Occupational Medicine aims to prevent accidents and occupational diseases and the humanization of the work process.
"I see you (co-workers) more than my family". In fact, this is a reality for many in Brazil. On average, Brazilians spend more than eight hours a day working, that is, more than 1/3 of the day. Not counting the time spent traveling. Therefore, the Occupational Medicine grows more and more to serve these individuals and provide a better way to work without physical or mental exhaustion.
According to the coordinator of the Post-graduation in Occupational Medicine at IBCMED College, Master Jacques Vissoky, it is a very peculiar medical specialty. “It aims not only at service to people who develop diseases eventually resulting from their professional activities, but also act in the prophylaxis of problems (mainly through collective and individual preventive measures). Besides, it can act in the reintegration and professional rehabilitation of that worker who, for some labor or extra-labor reason, innate or acquired, developed some type of disability or limitation”, explained Vissoky.

- **What you need to do**
Copy out the whole occupational medicine text above, word for word.

- **Provided material**
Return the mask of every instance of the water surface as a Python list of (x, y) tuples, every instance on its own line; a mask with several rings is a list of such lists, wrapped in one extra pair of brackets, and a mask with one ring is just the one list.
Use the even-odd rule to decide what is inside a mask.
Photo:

- **Solved exercise**
Occupational Medicine aims to prevent accidents and occupational diseases and the humanization of the work process.
"I see you (co-workers) more than my family". In fact, this is a reality for many in Brazil. On average, Brazilians spend more than eight hours a day working, that is, more than 1/3 of the day. Not counting the time spent traveling. Therefore, the Occupational Medicine grows more and more to serve these individuals and provide a better way to work without physical or mental exhaustion.
According to the coordinator of the Post-graduation in Occupational Medicine at IBCMED College, Master Jacques Vissoky, it is a very peculiar medical specialty. “It aims not only at service to people who develop diseases eventually resulting from their professional activities, but also act in the prophylaxis of problems (mainly through collective and individual preventive measures). Besides, it can act in the reintegration and professional rehabilitation of that worker who, for some labor or extra-labor reason, innate or acquired, developed some type of disability or limitation”, explained Vissoky.